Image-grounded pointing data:

⟨

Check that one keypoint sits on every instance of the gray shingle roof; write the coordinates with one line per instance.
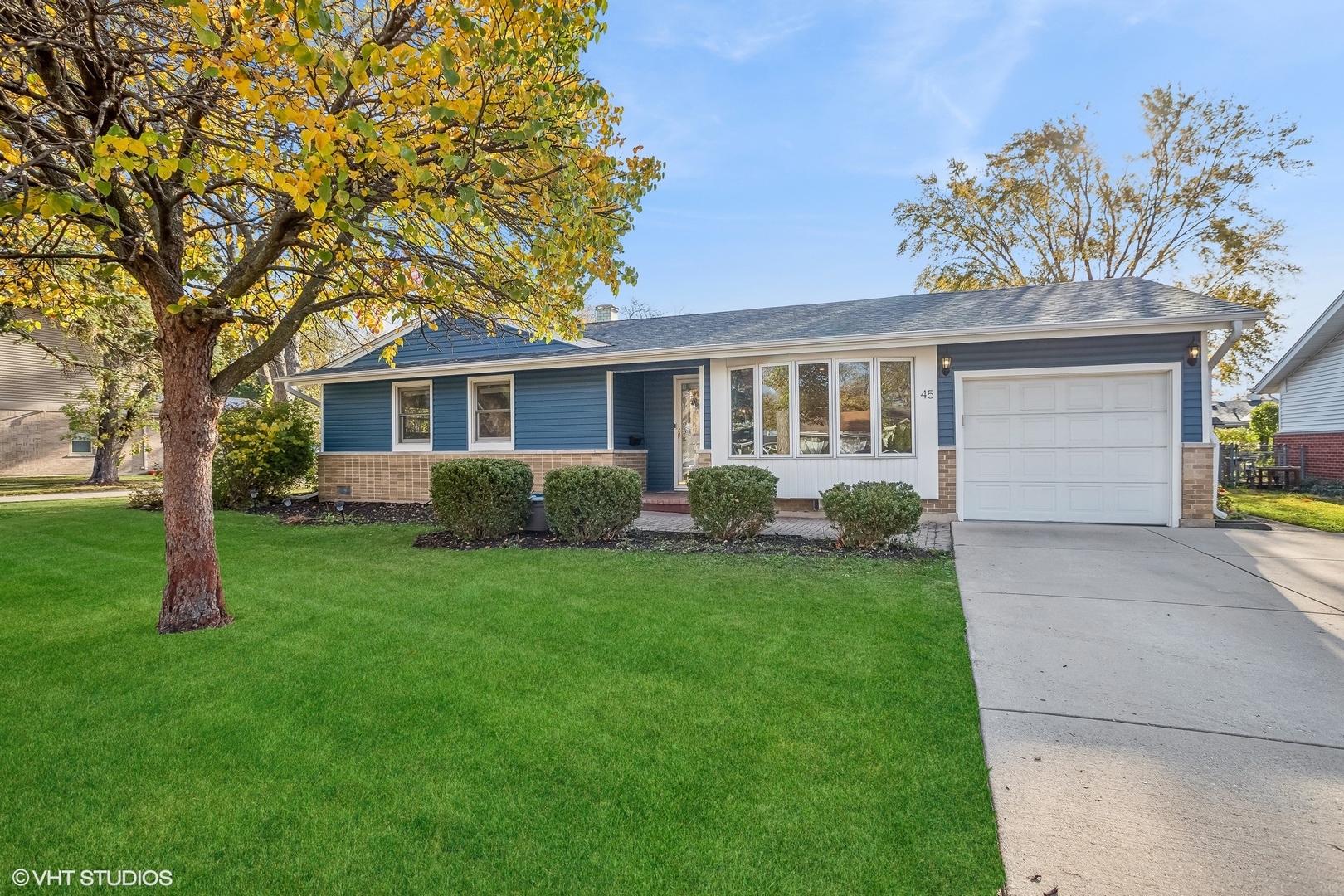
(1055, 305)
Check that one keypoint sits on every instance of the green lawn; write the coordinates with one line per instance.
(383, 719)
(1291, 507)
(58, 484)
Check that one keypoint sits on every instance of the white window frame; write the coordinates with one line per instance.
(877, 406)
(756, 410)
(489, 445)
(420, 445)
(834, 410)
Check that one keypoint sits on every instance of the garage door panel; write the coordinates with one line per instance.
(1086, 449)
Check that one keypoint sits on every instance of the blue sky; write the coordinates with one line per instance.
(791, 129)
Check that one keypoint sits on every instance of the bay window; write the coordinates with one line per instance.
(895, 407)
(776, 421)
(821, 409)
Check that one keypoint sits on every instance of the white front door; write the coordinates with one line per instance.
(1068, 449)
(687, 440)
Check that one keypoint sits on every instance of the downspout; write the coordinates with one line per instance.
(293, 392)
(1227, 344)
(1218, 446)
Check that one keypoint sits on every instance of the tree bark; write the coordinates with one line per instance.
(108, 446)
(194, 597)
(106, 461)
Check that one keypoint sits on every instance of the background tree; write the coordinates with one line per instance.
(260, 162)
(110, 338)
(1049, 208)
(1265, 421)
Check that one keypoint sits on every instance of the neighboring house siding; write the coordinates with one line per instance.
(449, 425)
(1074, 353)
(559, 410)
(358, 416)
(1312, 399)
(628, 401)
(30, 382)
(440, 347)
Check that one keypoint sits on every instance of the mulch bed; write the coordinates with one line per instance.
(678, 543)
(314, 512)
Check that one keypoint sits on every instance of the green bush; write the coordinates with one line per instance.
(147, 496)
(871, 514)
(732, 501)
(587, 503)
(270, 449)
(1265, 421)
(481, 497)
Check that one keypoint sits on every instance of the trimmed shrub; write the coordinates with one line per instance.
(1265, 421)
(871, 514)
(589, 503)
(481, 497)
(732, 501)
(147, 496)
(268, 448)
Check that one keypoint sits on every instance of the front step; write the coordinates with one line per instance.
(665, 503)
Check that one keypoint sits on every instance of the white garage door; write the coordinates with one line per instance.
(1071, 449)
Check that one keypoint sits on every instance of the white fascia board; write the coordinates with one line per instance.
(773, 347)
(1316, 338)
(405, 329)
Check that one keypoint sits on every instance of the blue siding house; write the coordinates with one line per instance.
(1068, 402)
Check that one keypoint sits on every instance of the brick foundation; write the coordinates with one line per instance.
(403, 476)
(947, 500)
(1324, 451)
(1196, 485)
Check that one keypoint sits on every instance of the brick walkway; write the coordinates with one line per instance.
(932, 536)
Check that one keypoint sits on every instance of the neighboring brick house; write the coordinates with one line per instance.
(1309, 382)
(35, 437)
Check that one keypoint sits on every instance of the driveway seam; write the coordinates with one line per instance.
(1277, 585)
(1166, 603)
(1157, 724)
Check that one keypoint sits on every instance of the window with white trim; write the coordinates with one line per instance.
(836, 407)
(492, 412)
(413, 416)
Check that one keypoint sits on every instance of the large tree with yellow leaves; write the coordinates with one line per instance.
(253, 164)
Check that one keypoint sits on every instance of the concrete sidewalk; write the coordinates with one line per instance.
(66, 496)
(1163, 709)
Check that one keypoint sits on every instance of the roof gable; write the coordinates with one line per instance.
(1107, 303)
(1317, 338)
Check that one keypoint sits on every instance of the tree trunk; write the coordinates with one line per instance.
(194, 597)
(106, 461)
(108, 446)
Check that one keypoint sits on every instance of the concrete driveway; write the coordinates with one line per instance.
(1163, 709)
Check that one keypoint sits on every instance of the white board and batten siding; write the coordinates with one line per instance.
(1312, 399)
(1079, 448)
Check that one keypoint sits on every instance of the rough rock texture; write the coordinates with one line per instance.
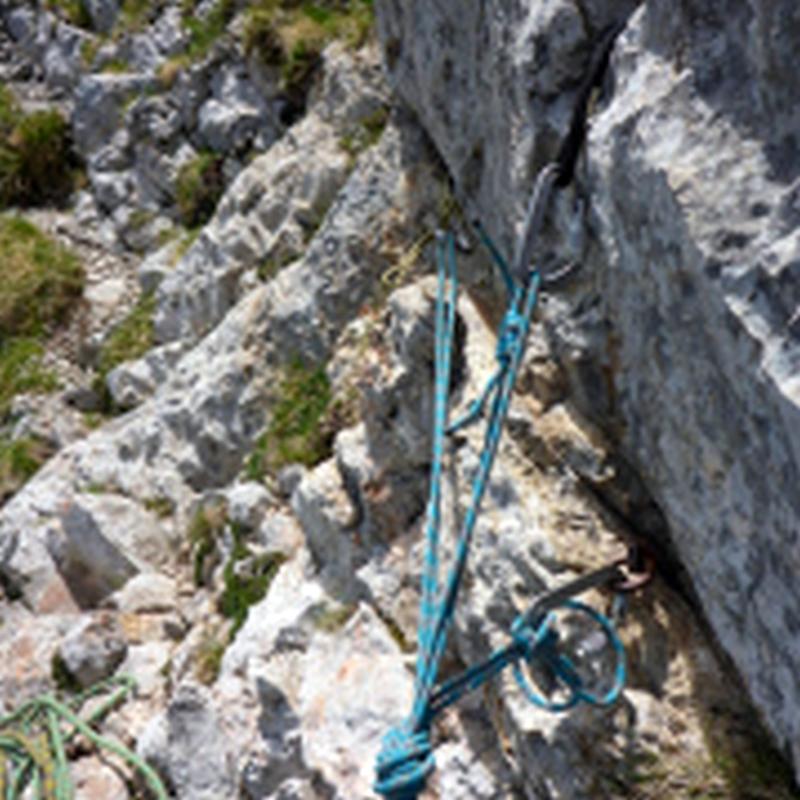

⟩

#### Exercise goal:
With the images left out, set down each record exactly as it appears.

#### Task response:
Check that one keypoint sits on every instance of the gray shingle roof; write the coordinates with one line per instance.
(1055, 305)
Check that one keypoint sits on every instance of the green lawn; write the coordinates with one line per instance.
(383, 719)
(1291, 507)
(58, 484)
Check that one keypoint sits on every instance of the white window frame; write the coordinates with one line per instance.
(877, 406)
(756, 410)
(489, 445)
(420, 445)
(834, 410)
Check that one keypoint sits on every instance of the garage door panel; write the coordinates with one line per instance.
(1086, 449)
Check that one keypoint sits on every instance of the blue sky; write the coordinates with one line per instance.
(791, 129)
Check that one keypoint sits on every instance of the bay window; write the coordinates with one line per instance.
(895, 407)
(776, 421)
(821, 409)
Check that one keypoint sits on every instance of the white front door; write the coordinates with one line per instance.
(1068, 449)
(687, 440)
Check that one keypoint sits on every instance of the downspout; write the coordinates with one line per instance.
(293, 392)
(1227, 344)
(1218, 446)
Check that one keypoint sits on every instance of the tree bark; write the coordinates with one line per instance.
(108, 446)
(194, 597)
(106, 461)
Check that one keypoint sits on every instance of the background tree; write the coordinates with one line per instance.
(260, 162)
(110, 338)
(1049, 208)
(1265, 421)
Check that one keypoint sits on every instance of the neighboring house siding; write the coordinates with one line per instance.
(449, 425)
(1074, 353)
(559, 410)
(358, 416)
(1312, 399)
(628, 401)
(30, 382)
(440, 347)
Check that one keypoint sits on every instance of the mulch bed; write the coordinates with one line per instance.
(678, 543)
(314, 512)
Check that one keypoint sits on every instance of the green bush; write the coordinates with one line per instance.
(147, 496)
(871, 514)
(732, 501)
(587, 503)
(270, 449)
(1265, 421)
(481, 497)
Check that one keypoint sits on every instance of the trimmed shrub; write the coordinates with one line per instance.
(1265, 421)
(871, 514)
(589, 503)
(481, 497)
(732, 501)
(147, 496)
(268, 448)
Check that one keypoint sits on every instance of the front step; write the coordinates with one line per instance.
(665, 503)
Check that one keypoint sits on every instance of the white garage door; write the coordinates with one line per instance.
(1071, 449)
Check that one keypoint sits on every instance of the white fascia board; write the coordinates with one line per instance.
(773, 347)
(1316, 338)
(405, 329)
Check that one keypoint sits on every instance of the blue siding house; write the coordinates with one line per instance.
(1068, 402)
Check that one keypoint sits on every instance of the brick foundation; write the coordinates with one line per instance.
(403, 476)
(947, 500)
(1324, 451)
(1196, 485)
Check that one keypoint sits on every instance of the brick walkway; write the coordinates with one line per instance.
(932, 536)
Check that one keypoint sits on every instance of the neighboring brick house; write the coordinates with one line per instance.
(1309, 382)
(35, 437)
Check that one keypoint sits on every instance of the driveway seam; write the coordinates with one line per instance.
(1277, 585)
(1166, 603)
(1157, 724)
Check that one keypoint sits on every instance of the window with white trim; write the coordinates with one line per instance.
(836, 407)
(492, 412)
(413, 416)
Check that one keypoint sits on every instance of the large tree with yellow leaves; write the coordinates with one line per instance.
(253, 164)
Check that one keypoint sits on every instance of the concrete sidewalk; write the coordinates with one line per instance.
(66, 496)
(1163, 709)
Check that one keypoint sits on every instance of the roof gable; write the coordinates with one line per instance.
(1107, 303)
(1317, 338)
Check that one keypoint sits on every instance of the tree trunk; write the coordinates with one line per instance.
(194, 597)
(106, 461)
(108, 446)
Check that one keypoint sits on every instance of the concrete driveway; write the coordinates with one line per instance.
(1163, 709)
Check that one keypoint sits on every instance of the white board and batten siding; write the coordinates with one line per instance.
(1312, 399)
(1079, 448)
Check that one keypoint sits on every instance of the rough rock texture; write the coordinates with one line per instance.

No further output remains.